## Passage

As a founder member of the SA division of ERA, and now resident in New Zealand, I am pleased to be able to still receive copies of the regular ERA newsletter, but disappointed that there is nothing similar in NZ. Perhaps in this high tech world the computer-literate can find other ways of exchanging ideas. In the meantime I have succeeded in persuading the ERA editorial committee to allocate a couple of pages for news and views from NZ, so that we can find points of similarity (and, also importantly, points of difference) in the direction of economic debate in Australia and New Zealand.

If you are a New Zealand reader and want to contribute to the NZ section, send your contributions to John Hermann “for the NZ section”. I assume they will be published in the order in which they are received. Two pages are about 900 words. If contributors fail to fill that space, I have arranged to make up the deficiency. If we overflow the space, I guess it is the editors’ prerogative to decide whether or not to allocate more room.

To get the ball rolling, I will start by highlighting a recent increase in New Zealand of support for the concept of government creation of our money supply as opposed to the present system of bank creation of our money as debt with interest added. This is just bread and butter to ERA members and, as John Rawson said in the July-August edition of ERA review, the idea has been around as long ago as C.J. Douglas’ Social Credit philosophy.

Incidentally, the Social Credit movement still exists in NZ, represented politically by the Democrats for Social Credit ( Lobby groups have also recently formed, which support the ERA financial reform positions (even if unwittingly) but not necessarily the entire Social Credit philosophy. I am aware of Positive Money NZ (; as well as the New Economics Party (, which I think is linked with Deirdre Kent, author of “Healthy money; healthy planet” and it seems to share her passion for local currencies. I would be pleased to hear if there are other such groups. There is clearly a need to unify their efforts.

## Provided material
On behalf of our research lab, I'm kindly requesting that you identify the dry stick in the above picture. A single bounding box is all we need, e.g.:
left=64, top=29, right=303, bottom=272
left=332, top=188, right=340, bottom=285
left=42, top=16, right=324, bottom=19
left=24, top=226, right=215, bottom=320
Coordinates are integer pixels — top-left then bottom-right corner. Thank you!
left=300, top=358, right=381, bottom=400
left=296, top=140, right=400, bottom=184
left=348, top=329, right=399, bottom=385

## Instruction
Reproduce the passage between "Incidentally, the Social" and "unify their efforts.", inclusive, swapping "local currencies" for "community currencies". The listing has no connection to the passage.

## Finished task
Incidentally, the Social Credit movement still exists in NZ, represented politically by the Democrats for Social Credit ( Lobby groups have also recently formed, which support the ERA financial reform positions (even if unwittingly) but not necessarily the entire Social Credit philosophy. I am aware of Positive Money NZ (; as well as the New Economics Party (, which I think is linked with Deirdre Kent, author of “Healthy money; healthy planet” and it seems to share her passion for community currencies. I would be pleased to hear if there are other such groups. There is clearly a need to unify their efforts.